Brano da leggere>
:::
Il Papa, in contemporanea con la firma dell’accordo, ha infatti cancellato la scomunica ai sette rimanenti vescovi ufficiali ordinati senza mandato pontificio, riammettendoli così nella piena comunione ecclesiale. L’auspicio di Francesco è che in questo modo “si possa avviare un nuovo percorso, che consenta di superare le ferite del passato realizzando la piena comunione di tutti i cattolici cinesi”, considerato che “la Comunità cattolica in Cina è chiamata a vivere in più fraterna collaborazione, per portare con rinnovato impegno l’annuncio del Vangelo”. La seconda ulteriore notizia è poi che il Vaticano ha costituito nella Cina Continentale la diocesi di Chengde, suffraganea di Beijing e che includerà otto distretti rurali e tre divisioni amministrative, prendendone il territorio da altre diocesi precedenti, quelle di Jehol/Jinzhou e di Chifengper, per dare la possibilità a uno dei vescovi rilegittimati di avere una sede propria.
:::
Compito assegnato 1>
Secondo il brano sull'accordo tra Vaticano e Cina, perché è stata costituita la diocesi di Chengde? Rispondi in una o due frasi.
Compito assegnato 2>
Riassumi in due frasi il brano sull'accordo tra Vaticano e Cina.
Compito assegnato 3>
Prosegui il brano sull'accordo tra Vaticano e Cina, riprendendo subito dopo la sua ultima frase.
I record riportati qui hanno un'altra provenienza.

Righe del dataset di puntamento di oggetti
:::
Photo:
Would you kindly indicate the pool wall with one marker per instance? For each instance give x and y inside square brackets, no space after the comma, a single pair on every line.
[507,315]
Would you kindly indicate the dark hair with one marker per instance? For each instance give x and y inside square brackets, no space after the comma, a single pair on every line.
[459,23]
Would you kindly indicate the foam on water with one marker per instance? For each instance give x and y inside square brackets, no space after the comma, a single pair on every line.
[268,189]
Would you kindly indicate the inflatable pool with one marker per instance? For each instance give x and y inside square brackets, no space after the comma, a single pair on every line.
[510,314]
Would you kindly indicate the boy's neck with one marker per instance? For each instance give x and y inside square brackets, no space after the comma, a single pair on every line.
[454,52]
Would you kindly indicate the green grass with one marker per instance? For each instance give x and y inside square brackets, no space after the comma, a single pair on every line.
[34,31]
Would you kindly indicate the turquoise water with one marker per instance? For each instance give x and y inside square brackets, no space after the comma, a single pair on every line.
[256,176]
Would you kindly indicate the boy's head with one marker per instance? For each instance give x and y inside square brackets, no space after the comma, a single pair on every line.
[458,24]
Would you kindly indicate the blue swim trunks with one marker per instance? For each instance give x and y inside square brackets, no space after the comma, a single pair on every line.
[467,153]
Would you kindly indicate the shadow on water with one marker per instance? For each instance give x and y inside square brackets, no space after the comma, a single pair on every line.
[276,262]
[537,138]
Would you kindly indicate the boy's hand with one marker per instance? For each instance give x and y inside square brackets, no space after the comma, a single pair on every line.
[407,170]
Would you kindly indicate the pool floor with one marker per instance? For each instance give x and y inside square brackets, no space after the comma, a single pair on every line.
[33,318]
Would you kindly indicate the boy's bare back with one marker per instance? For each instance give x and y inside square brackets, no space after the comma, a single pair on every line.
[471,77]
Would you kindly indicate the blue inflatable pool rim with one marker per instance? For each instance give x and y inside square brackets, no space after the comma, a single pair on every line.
:::
Risultato 1>
La diocesi di Chengde è stata costituita per dare a uno dei vescovi rilegittimati la possibilità di avere una sede propria. Il suo territorio è stato ricavato dalle precedenti diocesi di Jehol/Jinzhou e di Chifengper.

Risultato 2>
In concomitanza con la firma dell'accordo, il Papa ha cancellato la scomunica ai sette vescovi ufficiali rimanenti ordinati senza mandato pontificio, riammettendoli nella piena comunione ecclesiale con l'auspicio di superare le ferite del passato e di realizzare la piena comunione di tutti i cattolici cinesi. Il Vaticano ha inoltre costituito nella Cina Continentale la diocesi di Chengde, suffraganea di Beijing, per offrire una sede propria a uno dei vescovi rilegittimati.

Risultato 3>
La questione dei vescovi rappresenta infatti il vero nodo tra i due universi, quello cattolico e quello cinese. Pechino ovviamente da sempre considera un pericolo il fatto che uno Stato, come di fatto è quello Vaticano, nomini delle autorità all’interno dei propri confini, considerandola un’interferenza. Questo ha portato alla creazione di una cosiddetta “chiesa patriottica”, con dei capi nominati con il benestare del partito comunista e senza chiedere nulla a Roma. Un protocollo totalmente inviso a Giovanni Paolo II, che scomunicò tutti i vescovi che avevano accettato questo compromesso. Ma durante il pontificato di Ratzinger questo canale di amicizia fu riaperto, dichiarando che i vescovi erano già di fatto “in comunione piena con la Santa Sede”. Solo a questo punto, però, si è arrivati a mettere nero su bianco della questione. Anche se i confini appaiono in un certo senso ancora sfumati, visto che soltanto in mattinata il Global Times, quotidiano legato al Partito comunista cinese, ha raccontato che il ministro degli esteri cinese non disponeva in realtà di “alcuna informazione su alcuna visita da una delegazione vaticana”, dato che la notizia dell’accordo era già nell’aria da alcuni giorni.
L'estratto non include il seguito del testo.